◆ Text excerpt ◆

- - - -

The price appreciation curve flattened towards the end of the second quarter and I started to think that maybe things would normalize. We even saw some very modest average price decreases through the summer. But then September came and the rise continued throughout the fall bringing the average sale price for our region substantially higher than the previous year again. As has been the theme over the past 24 months, not a modest increase, but a meteoric one.
By no means are we the only market in the province or the country that has seen this, but the effect feels pronounced here. It shows that the clear theme for 2022 will be one of affordability. Inflationary pressures seem to be in every sector; fuel; building materials; transportation; food. The effect on real estate has been profound. The forecast for food price increases in 2022 is reportedly going to be 5-7%. This pales in comparison to the real estate market increase of 28% in 2021, and I believe the trend will continue. Perhaps the increase will not be a precipitous as it was last year, but 2022 will see prices rise and affordability issues will remain.
The good news is that affordability in real estate is getting a lot of press— and not just nationally—local affordable housing task forces are also garnering attention. Municipalities are dedicating resources to make a difference. This is great news, as affordability in real estate is an issue best addressed locally. And its effects are felt most locally. We hear it all the time; “I would sell my home now and take advantage of the market, but where would I go?” What about a rental? Rentals are almost as hard to find these days as homes and condos for sale. And when you do find them, the rental rates reflect the current value of real estate. What you could have rented for $1,000 a month a few years ago now rents for $2,500 a month—and there is the crux of the real affordability crisis.
If you are buying from another market that has an average sale price higher than Southern Georgian Bay’s (and that is the case in many markets in the GTA and Golden Horseshoe), your move is lateral. This is to say that you have sold a home that is worth the same as or more than the home you are buying here. Your barriers to entry into this market are low. However, if you are a first-time homebuyer looking to get into this market, you are facing an increasingly uphill battle as wages have not risen anywhere close to an amount that keeps pace with the appreciation in real estate. In some cases, savings, or the bank of mom and dad can help you out with the down payment, but even with interest rates where they are, the debt is getting increasingly hard to carry for some. And if interest rates rise, then things will get interesting. The good news is that the mortgage stress tests that have been in place for some time make sure that most consumers can whether a rate increase and the qualifications are based on rates substantially higher than people are actually paying.
Not so for renters. The price to rent has jumped and wages have not matched them. This leads the most vulnerable in our society to be the most likely to be dedicating an increasing percentage of their income to just putting a roof over their heads. It is true that a cap on annual rent increases mitigate this for some, butcertainly not all. This sector has the most urgent need of help, and this is where many community organizations, employers and municipalities are concentrating their efforts. Help can’t come fast enough.

- - - -

◆ Stored records ◆
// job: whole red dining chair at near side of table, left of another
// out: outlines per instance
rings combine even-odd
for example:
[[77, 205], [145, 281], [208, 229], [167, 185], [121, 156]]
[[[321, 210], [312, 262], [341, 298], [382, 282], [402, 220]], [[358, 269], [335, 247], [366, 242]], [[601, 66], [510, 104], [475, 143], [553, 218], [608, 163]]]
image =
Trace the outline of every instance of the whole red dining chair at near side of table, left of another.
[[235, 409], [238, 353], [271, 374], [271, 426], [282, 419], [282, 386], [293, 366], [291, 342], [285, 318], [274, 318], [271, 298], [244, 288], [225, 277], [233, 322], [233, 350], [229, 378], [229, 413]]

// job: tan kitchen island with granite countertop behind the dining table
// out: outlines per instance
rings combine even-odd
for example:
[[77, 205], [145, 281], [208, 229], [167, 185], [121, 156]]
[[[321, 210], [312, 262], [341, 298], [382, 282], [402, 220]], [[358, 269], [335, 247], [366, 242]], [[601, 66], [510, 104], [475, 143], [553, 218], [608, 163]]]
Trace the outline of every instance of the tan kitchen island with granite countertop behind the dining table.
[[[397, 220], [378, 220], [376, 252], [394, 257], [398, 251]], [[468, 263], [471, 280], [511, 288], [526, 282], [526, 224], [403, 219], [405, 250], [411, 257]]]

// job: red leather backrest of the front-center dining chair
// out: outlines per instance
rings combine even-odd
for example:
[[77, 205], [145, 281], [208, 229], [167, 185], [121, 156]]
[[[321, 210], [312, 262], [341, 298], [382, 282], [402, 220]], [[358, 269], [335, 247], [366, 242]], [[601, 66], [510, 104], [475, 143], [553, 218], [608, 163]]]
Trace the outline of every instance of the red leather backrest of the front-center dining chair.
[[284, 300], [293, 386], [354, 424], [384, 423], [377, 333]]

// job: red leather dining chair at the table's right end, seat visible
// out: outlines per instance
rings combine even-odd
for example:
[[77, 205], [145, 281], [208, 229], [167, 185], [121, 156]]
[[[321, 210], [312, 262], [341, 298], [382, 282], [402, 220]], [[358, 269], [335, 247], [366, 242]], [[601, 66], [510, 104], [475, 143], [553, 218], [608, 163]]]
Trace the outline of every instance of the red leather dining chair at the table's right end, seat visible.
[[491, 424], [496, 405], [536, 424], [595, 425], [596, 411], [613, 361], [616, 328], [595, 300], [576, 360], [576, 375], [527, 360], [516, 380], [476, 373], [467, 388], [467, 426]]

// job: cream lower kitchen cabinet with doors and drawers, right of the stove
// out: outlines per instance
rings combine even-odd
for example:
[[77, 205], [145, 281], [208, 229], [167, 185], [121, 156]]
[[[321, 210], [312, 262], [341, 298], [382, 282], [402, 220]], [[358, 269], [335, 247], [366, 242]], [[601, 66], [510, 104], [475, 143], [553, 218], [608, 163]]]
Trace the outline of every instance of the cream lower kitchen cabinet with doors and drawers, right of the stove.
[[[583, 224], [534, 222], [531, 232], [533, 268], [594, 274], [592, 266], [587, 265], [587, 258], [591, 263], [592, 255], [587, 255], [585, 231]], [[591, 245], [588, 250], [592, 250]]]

- - - -

◆ What you need to do ◆
a) In the housing affordability text, what percentage increase did the real estate market see in 2021?
b) Carry on the housing affordability text from the point where it stops.
The listing has no role in this work.

◆ Answers to the exercises ◆
a) The real estate market increased by 28% in 2021.

b)
HERE ARE THE NUMBERS: 2021 was another huge sales year that carried the momentum of 2020, but with three main differences. First, while 2020’s biggest sales spikes came during the third and fourth quarters, 2021’s came during the first two quarters. Second, 2021’s sales were more consistent from month to month than 2020’s. And third, while 2020 gave us record-shattering unit sales, it was 2021’s big average sale price increases which powered the region’s volume sales beyond the $2 billion mark for the first time ever.
2021 got off to a record start with Q1 volume of $528,676,694 – up 110% from Q1-2020’s prior high. And its 632 units eclipsed Q1-2017’s previous record by 20%. Q2 then followed suit with $715,208,179 in volume, up 82% from 2017’s former Q2 benchmark. And its 845 units were second only to Q2-2016’s 918. After those two record quarters, Southern Georgian Bay then registered its second-best Q3 volume ever. At $586,888,953, it was second only to Q3-2020’s regional quarterly high of $780,231,714, with units of 650 down 42% from Q3-2020’s all-time, moonshot record of 1130.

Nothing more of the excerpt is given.